▶ TEXTAUSZUG
□ □ □ □ □ □ □
Für den Spitzenkandidaten der ÖVP bei den EU-Wahlen ist der FPÖ-Spitzenkandidat ein ziemlich fremdes Wesen. "Ich habe mit ihm noch nie einen Kaffee getrunken", sagt Othmar Karas auf die Frage, welches Verhältnis er zu Harald Vilimsky im EU-Parlament pflege. Der Freiheitliche sei unter den österreichischen EU-Abgeordneten "der Einzige, den ich als Mensch nicht kenne. Ich weiß nicht, was er in Brüssel und Straßburg tut."

Das sitzt. Dabei meint Karas das – durchaus glaubhaft – gar nicht persönlich. Es ist nur so, dass der 61-jährige Lehrersohn aus Ybbs vom Politikverständnis her genau das Gegenteil dessen verkörpert, was den aus Wien-Favoriten stammenden Vilimsky auszeichnet.

Der detailverliebte Chef der ÖVP-Delegation in Straßburg ist dafür bekannt, sich in den Fachausschüssen monatelang mit Finessen der komplexen Europapolitik herumzuschlagen, um Kompromisse zu suchen. Das macht er seit 1999 so als EU-Mandatar in Brüssel und Straßburg, zuletzt etwa führend bei den EU-Banken- und Finanzregelungen.

ÖVP-Spitzenkandidat Othmar Karas mit EVP-Frontmann Manfred Weber, der nächster EU-Kommissionspräsident werden will.
Foto: APA / Hans Punz

Karas war lange Vizepräsident seiner EVP-Fraktion, 2012 bis 2014 auch Vizepräsident des Parlaments. Ein Ämtermulti. Er hat mit Ursula Stenzel und Ernst Strasser zwei Delegationsleiter der ÖVP ausgesessen, die ihm vorgezogen worden waren. Karas sei inzwischen ein guter Stratege, habe als Generalist den Überblick, meint ein Parteifreund.

Bereits vor einem Jahr begründete Vilimsky im STANDARD-Interview, worum es ihm im Match mit Karas geht: Der ÖVP-Mann würde "in absolutem Widerspruch zu seiner Partei agieren". Er erwarte, dass ÖVP-Chef Kanzler Sebastian Kurz einen anderen Spitzenkandidaten bringen werde. Und Vilimsky kündigte an, dass er alle drei Rechtsfraktionen zu einer großen Gruppe im EU-Parlament vereinen will – gerne auch Viktor Orbáns Fidesz, wenn die Christdemokraten sie ausschlössen. Sein Ziel: Macht um jeden Preis, die EU zurückstutzen. Karas, der in ÖVP-Kreisen als "Paradeeuropäer" in der Tradition des legendären Außenministers, "Mr. Europa" Alois Mock, gesehen wird, sollte präventiv beschädigt werden. Das ist misslungen.

Handelseins mit Kurz

Denn Kurz und Karas wurden um Weihnachten handelseins. Sie brauchen einander. Ihr Deal: Kurz knabbert an der FPÖ-Wählerschaft. Der sich als Supereuropäer gerierende Karas wirkt weit in liberale und grüne Wählerschichten hinein. Er bringt zusätzlich ein paar Prozentpunkte. Innenstaatssekretärin Karoline Edtstadler, die für einen rechteren Kurs steht als der liberale Niederösterreicher, sekundiert als Nummer zwei.
□ □ □ □ □ □ □
▶ DATENTEIL

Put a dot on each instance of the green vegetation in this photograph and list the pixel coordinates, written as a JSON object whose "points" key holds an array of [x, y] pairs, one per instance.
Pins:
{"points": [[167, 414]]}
□ □ □ □ □ □ □
▶ DIE AUFGABEN
- a) Geben Sie aus dem Textauszug alles von „ÖVP-Spitzenkandidat Othmar Karas“ bis hinunter zu „meint ein Parteifreund.“ wortgetreu wieder.
- b) Beantworten Sie anhand des Textauszugs die folgenden Fragen.
(i) Seit welchem Jahr ist Othmar Karas EU-Mandatar in Brüssel und Straßburg?
(ii) In welchem Zeitraum war Karas Vizepräsident des Parlaments?
(iii) Als welche Nummer sekundiert Karoline Edtstadler?

▶ LÖSUNGEN
- a)
ÖVP-Spitzenkandidat Othmar Karas mit EVP-Frontmann Manfred Weber, der nächster EU-Kommissionspräsident werden will.
Foto: APA / Hans Punz

Karas war lange Vizepräsident seiner EVP-Fraktion, 2012 bis 2014 auch Vizepräsident des Parlaments. Ein Ämtermulti. Er hat mit Ursula Stenzel und Ernst Strasser zwei Delegationsleiter der ÖVP ausgesessen, die ihm vorgezogen worden waren. Karas sei inzwischen ein guter Stratege, habe als Generalist den Überblick, meint ein Parteifreund.

- b)
(i) Seit 1999.
(ii) Von 2012 bis 2014.
(iii) Als Nummer zwei.